**EXERCISE REQUIREMENTS**
Please answer from the contributor biographies: which Harvard University Press book by Thomas L. Dumm will be published this November?

**SOURCE**
Karen Barad is Professor of Feminist Studies, Philosophy, and History of Consciousness at the University of California at Santa Cruz. Barad is also affiliated with the program in Critical Race and Ethnic Studies, and is the Director of the Graduate Training Program for the Science & Justice Research Center. Barad holds a PhD in theoretical particle physics and quantum field theory. Barad held a tenured appointment in a physics department before moving into more interdisciplinary spaces. Barad is the author of Meeting the Universe Halfway: Quantum Physics and the Entanglement of Matter and Meaning (Duke University Press, 2007), and numerous articles drawing from the fields of physics, philosophy, science studies, poststructuralist theory, deconstruction, and feminist and queer theory.

William E. Connolly is Krieger-Eisenhower Professor at Johns Hopkins where he teaches political theory. He is a former editor of Political Theory and was a co-founder—with several others—of theory & event, where he also served as Consulting Editor for a few years. His most recent books include Facing the Planetary: Entangled Humanism and the Politics of Swarming (2017) and Aspirational Fascism: The Struggle for Multifaceted Democracy Under Trumpism (2017). His new book, Climate Machines, Fascist Drives, and Truth, is now in production with Duke and will appear in the fall of 2019. His email address is pluma@jhu.edu.

Elizabeth Davis is a PhD candidate in Social Justice Education at the Ontario Institute for Studies in Education, University of Toronto. Her research focuses on aesthetics and politics as they intersect with disability, feminist, and black studies. You can find her work in Emotion, Space and Society, and The Senses and Society.

Thomas L. Dumm is the William H. Hastie '25 Professor of Political Ethics at Amherst College. He is a founding co-editor of Theory&Event, and the author of Loneliness as a Way of Life (Harvard UP, 2008). His sequel to that work, Home in America: On Loss and Retrieval, will be published by Harvard University Press this November.

Joanne Faulkner is an Australian Research Council Future Fellow in Cultural Studies at Macquarie University, Sydney Australia. Her work draws on continental philosophy, critical theory, gender studies, settler colonial studies and psychoanalytic theory, to critically analyse the cultural politics of childhood. Her most recent book is Young and Free: [Post]colonial Ontologies of Childhood, Memory and History in Australia (Rowman & Littlefield International, 2016). Her current work investigates the use of representations of Indigenous and non-Indigenous childhoods in Australia to articulate repressed violence at the core of the colonial relation. Joanne can be contacted using joanne.faulkner@mq.edu.au, and her website is https://researchers.mq.edu.au/en/persons/joanne-faulkner.

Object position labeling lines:
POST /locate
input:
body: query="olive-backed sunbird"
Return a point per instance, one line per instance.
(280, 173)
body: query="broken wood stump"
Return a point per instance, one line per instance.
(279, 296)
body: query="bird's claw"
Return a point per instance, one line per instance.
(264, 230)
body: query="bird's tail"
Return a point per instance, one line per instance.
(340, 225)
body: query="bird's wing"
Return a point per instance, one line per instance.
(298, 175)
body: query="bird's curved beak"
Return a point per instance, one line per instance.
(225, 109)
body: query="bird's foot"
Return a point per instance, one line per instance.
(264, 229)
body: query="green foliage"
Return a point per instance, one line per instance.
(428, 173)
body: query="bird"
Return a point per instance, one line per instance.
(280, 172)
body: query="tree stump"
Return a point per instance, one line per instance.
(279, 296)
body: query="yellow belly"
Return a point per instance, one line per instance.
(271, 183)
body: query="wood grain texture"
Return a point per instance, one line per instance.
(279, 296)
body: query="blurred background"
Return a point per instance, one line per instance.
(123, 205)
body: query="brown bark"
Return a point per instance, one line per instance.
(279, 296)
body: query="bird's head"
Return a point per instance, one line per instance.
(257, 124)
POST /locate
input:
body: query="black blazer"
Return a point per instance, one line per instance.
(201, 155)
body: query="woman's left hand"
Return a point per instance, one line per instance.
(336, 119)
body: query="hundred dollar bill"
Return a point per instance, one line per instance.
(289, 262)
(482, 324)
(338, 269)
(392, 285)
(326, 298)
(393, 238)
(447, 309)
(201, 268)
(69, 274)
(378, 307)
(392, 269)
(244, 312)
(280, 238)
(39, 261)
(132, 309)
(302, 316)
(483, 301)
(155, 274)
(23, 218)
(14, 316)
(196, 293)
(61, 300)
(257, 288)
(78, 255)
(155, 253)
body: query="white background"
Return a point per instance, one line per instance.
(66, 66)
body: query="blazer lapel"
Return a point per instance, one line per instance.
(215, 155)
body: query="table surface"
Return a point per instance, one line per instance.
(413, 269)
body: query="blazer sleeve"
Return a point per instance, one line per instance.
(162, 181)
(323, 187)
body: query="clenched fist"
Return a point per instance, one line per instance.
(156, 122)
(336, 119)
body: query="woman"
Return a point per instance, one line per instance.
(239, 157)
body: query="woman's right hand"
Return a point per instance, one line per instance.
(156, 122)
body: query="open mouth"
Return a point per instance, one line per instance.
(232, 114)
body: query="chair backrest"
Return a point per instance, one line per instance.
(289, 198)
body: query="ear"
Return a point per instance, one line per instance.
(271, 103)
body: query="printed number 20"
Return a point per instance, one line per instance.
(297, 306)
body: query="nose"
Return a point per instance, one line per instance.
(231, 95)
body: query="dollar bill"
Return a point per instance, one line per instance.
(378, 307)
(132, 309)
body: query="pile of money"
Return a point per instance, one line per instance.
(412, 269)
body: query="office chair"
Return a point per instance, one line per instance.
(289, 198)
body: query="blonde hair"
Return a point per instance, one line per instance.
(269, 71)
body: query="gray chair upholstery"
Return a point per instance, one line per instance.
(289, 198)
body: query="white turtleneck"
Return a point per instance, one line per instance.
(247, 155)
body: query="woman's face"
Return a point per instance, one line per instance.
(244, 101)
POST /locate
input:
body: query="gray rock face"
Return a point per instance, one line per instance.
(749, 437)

**WRITTEN SOLUTION**
Home in America: On Loss and Retrieval.